__任务要求__.
数一数下面的数据里有多少行含有字符串“frame”，区分大小写，只写出行数。

────────────────────────────────────────

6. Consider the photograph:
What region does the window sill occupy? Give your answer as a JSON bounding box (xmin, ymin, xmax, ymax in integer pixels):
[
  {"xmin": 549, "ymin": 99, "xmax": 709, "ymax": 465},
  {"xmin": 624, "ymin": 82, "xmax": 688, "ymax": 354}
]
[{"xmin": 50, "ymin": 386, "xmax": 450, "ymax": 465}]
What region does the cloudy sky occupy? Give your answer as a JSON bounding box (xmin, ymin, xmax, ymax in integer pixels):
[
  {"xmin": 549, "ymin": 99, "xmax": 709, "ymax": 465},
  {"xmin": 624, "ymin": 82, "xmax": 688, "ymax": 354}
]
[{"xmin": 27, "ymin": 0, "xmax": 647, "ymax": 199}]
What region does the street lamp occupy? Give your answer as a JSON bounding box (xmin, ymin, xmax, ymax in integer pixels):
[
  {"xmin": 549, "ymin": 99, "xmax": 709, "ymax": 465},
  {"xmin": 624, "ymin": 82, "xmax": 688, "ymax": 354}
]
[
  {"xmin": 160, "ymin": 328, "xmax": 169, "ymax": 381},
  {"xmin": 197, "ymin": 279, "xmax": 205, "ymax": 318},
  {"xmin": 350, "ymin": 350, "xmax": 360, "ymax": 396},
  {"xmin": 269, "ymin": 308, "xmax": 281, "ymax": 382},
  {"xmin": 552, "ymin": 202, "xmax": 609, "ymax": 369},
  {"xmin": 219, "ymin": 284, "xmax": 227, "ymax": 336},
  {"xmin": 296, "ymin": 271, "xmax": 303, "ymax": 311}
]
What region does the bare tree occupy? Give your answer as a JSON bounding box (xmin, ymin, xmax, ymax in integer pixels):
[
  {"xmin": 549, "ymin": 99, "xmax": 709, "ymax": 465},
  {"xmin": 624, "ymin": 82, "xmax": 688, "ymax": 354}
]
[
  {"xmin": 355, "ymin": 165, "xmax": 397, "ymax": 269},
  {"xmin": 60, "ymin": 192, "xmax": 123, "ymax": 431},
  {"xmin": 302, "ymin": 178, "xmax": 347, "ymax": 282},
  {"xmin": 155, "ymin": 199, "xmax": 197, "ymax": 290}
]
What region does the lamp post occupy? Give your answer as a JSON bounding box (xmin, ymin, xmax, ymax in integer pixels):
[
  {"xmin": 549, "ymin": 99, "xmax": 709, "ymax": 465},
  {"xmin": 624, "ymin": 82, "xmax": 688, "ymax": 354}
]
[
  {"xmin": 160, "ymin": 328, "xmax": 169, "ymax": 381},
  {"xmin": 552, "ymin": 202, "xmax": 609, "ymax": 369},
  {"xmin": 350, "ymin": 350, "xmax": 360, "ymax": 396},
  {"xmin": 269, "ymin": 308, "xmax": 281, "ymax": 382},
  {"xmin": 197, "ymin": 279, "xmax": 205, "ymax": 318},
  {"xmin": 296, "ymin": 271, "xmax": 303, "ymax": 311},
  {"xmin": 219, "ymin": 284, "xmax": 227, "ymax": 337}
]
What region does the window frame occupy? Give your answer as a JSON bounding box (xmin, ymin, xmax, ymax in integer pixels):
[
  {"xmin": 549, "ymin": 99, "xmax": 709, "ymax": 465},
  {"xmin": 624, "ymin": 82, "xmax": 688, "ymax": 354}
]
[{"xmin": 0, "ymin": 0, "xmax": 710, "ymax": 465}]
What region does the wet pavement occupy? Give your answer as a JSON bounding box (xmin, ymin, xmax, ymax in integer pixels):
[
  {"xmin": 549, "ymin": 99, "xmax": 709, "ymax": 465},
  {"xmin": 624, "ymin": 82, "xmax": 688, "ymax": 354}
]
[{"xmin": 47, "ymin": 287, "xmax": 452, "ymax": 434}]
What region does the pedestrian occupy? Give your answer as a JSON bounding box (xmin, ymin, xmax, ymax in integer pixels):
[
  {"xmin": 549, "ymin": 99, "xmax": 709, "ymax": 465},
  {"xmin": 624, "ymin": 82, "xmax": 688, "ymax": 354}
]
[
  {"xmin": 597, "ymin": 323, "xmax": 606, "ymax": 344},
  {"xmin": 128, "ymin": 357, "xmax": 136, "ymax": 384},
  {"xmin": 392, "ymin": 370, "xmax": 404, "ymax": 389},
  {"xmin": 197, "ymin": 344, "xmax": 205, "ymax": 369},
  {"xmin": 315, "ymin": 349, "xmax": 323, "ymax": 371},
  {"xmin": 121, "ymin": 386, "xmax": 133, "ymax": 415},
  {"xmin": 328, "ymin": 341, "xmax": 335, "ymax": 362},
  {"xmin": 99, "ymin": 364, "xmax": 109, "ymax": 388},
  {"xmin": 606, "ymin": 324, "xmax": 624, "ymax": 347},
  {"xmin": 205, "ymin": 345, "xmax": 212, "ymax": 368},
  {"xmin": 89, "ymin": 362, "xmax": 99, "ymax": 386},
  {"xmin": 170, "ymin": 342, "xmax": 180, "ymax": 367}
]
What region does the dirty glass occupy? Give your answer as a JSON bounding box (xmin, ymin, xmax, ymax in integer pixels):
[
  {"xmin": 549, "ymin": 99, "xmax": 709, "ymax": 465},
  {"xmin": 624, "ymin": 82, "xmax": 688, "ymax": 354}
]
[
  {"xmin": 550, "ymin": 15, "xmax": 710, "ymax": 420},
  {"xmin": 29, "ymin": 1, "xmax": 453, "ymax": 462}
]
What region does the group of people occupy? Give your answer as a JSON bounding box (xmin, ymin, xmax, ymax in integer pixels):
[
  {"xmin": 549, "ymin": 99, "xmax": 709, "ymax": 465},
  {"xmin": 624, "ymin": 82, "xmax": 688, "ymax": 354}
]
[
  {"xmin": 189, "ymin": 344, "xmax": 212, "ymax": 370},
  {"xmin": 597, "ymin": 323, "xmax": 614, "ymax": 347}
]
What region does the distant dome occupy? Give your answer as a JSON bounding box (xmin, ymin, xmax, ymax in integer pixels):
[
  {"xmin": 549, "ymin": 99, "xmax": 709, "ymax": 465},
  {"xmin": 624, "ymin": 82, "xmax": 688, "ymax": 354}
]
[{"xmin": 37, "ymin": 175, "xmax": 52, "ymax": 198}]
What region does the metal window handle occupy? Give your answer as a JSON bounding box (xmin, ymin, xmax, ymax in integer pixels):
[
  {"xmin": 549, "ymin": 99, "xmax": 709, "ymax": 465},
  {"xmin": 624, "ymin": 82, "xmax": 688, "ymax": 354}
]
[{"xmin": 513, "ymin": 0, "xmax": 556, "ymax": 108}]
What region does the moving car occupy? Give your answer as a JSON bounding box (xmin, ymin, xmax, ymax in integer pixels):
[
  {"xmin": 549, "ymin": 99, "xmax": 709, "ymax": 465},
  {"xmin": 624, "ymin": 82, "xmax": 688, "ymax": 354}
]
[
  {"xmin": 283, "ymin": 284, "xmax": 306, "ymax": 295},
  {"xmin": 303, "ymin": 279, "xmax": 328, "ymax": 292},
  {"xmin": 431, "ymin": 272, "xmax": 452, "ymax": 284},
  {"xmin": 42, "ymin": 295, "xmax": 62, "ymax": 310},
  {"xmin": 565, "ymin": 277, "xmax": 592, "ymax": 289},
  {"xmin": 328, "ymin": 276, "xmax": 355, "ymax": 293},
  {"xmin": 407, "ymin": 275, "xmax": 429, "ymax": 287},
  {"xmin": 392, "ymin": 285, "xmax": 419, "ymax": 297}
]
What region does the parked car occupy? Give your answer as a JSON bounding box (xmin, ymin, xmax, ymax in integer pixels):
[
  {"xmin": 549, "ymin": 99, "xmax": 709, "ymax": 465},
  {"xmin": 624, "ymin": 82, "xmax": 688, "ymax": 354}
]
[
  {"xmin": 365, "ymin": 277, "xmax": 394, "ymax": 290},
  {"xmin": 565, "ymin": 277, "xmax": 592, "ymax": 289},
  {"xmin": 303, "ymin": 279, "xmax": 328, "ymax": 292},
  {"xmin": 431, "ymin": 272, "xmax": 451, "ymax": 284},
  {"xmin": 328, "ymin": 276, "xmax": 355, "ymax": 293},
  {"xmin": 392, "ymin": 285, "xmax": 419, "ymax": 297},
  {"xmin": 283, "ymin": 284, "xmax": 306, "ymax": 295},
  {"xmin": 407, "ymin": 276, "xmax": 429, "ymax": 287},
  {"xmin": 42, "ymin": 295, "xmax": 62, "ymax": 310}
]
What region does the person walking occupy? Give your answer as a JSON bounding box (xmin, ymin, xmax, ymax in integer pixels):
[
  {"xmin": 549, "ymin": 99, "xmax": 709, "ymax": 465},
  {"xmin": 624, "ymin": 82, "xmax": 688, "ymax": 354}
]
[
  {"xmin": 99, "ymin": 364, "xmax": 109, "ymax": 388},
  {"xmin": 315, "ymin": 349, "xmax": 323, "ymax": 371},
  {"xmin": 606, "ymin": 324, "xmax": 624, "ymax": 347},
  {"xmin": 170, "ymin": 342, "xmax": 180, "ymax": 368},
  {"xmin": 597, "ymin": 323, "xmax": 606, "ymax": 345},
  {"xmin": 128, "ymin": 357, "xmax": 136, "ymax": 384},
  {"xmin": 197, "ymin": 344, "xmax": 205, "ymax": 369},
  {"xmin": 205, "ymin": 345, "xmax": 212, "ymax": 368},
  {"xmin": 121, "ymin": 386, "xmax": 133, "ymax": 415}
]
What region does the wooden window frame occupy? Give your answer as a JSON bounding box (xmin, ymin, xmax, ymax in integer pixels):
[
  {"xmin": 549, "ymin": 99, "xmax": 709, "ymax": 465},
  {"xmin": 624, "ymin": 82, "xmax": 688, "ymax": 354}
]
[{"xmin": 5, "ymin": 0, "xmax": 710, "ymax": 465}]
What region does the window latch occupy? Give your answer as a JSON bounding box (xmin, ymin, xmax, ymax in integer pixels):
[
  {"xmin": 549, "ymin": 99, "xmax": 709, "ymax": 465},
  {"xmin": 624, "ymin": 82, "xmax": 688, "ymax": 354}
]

────────────────────────────────────────

__答案__.
2